> _TEXTE DE LA PAGE_
----------------

On a rencontré celui qui se proclame « meilleur faux-monnayeur au monde » à Trois Rivières, où il vit, dans un bar très justement appelé Les Contrebandiers. Mais le personnel ignore tout de lui et de ses crimes.
D’après Frank, c’est parce que les nouvelles à son sujet ont surtout été diffusées aux États-Unis, en anglais. « La petite communauté française est comme un village, ce qui ne se passe pas en français, tu n’en entends pas beaucoup [parler]. L’anglais n’affecte pas vraiment ce petit monde qu’est le Québec. »
Aujourd’hui, Frank mène une vie humble et modeste. Mais il y a quelques années, l’ex-criminel a mis au point un plan qui a changé sa vie. « Je me suis dit : “On se lève le matin pour vendre un produit, livrer un service, mais le but, c’est que ça revienne sous forme d’argent. Pourquoi ne pas éviter tous ces intermédiaires et me faire de l’argent directement ? Tous les problèmes, les complications qu’on a dans la vie ou au travail, peu importe, je n’aurais plus besoin de ça. »
Pendant des années, Frank a fait des recherches, étudié méticuleusement les caractéristiques de sécurité des billets américains et contacté des centaines de fournisseurs de papier pour déterminer lequel serait parfait pour son crime.
« Je suis vraiment doué pour faire des recherches. Il m’a fallu des milliers d’heures, des années. Il fallait que je trouve la recette, les ingrédients, les composantes, un endroit pour le fabriquer. Je me suis dit qu’il fallait trouver un fournisseur qui fasse ma recette – sans que ça ait l’air d’une recette pour réaliser des faux billets, forcément. »

----------------

> _DONNÉES BRUTES_
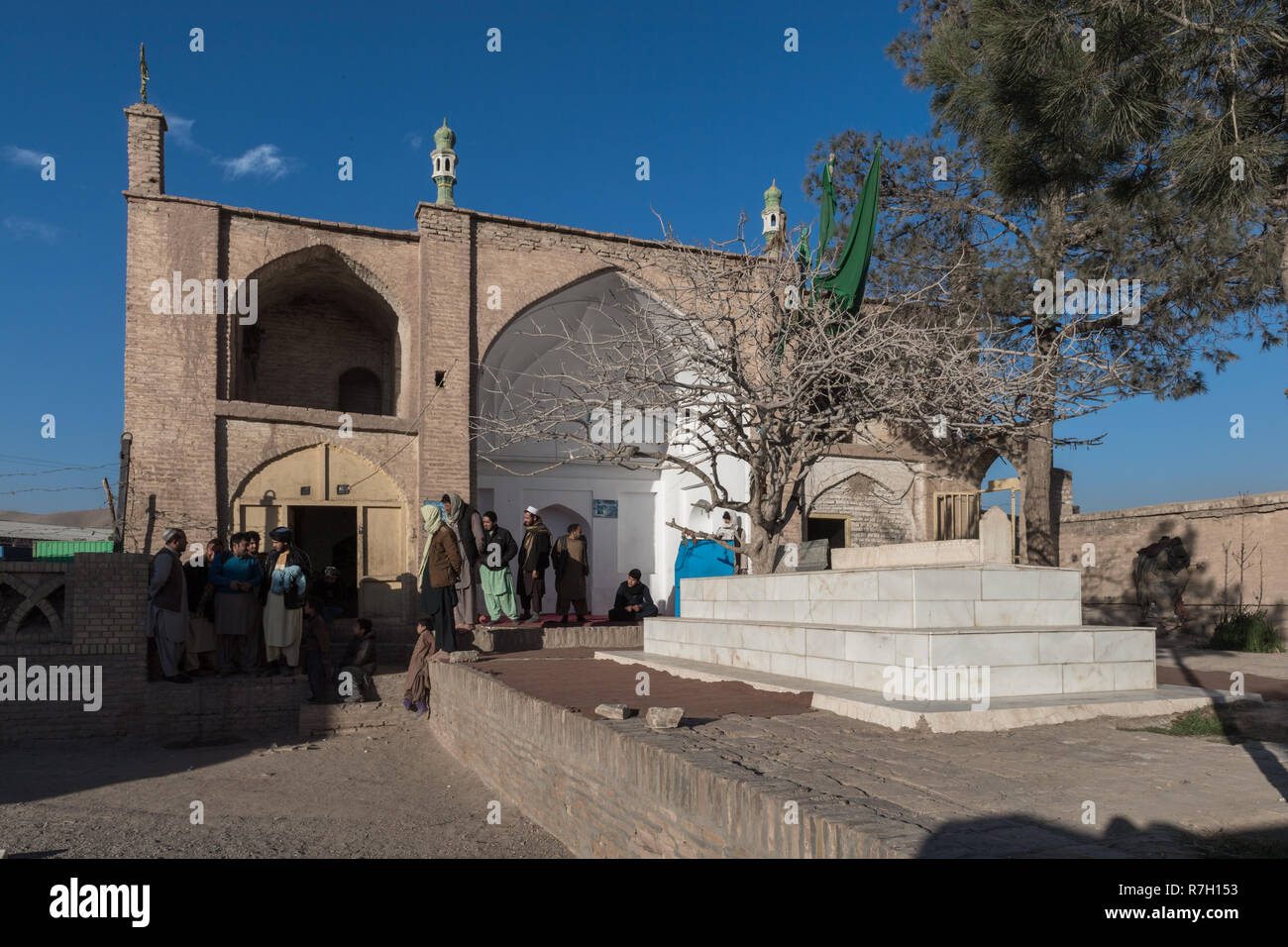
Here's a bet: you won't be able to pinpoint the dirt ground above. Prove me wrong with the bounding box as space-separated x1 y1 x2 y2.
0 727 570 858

----------------

> _OBJECTIF A_
Dressez la liste de tous les noms de lieux, villes, pays ou établissements, mentionnés dans le texte de la page.
> _OBJECTIF B_
Selon le texte de la page, combien de fournisseurs de papier Frank a-t-il contactés ?
> _OBJECTIF C_
Réécrivez le passage du texte de la page allant de « Pendant des années, Frank » jusqu'à « pour son crime. » inclus, en remplaçant « méticuleusement » par « minutieusement ».
Le matériel provient d'une autre source.

> _RÉSULTAT A_
Trois Rivières, Les Contrebandiers, les États-Unis, le Québec

> _RÉSULTAT B_
Des centaines.

> _RÉSULTAT C_
Pendant des années, Frank a fait des recherches, étudié minutieusement les caractéristiques de sécurité des billets américains et contacté des centaines de fournisseurs de papier pour déterminer lequel serait parfait pour son crime.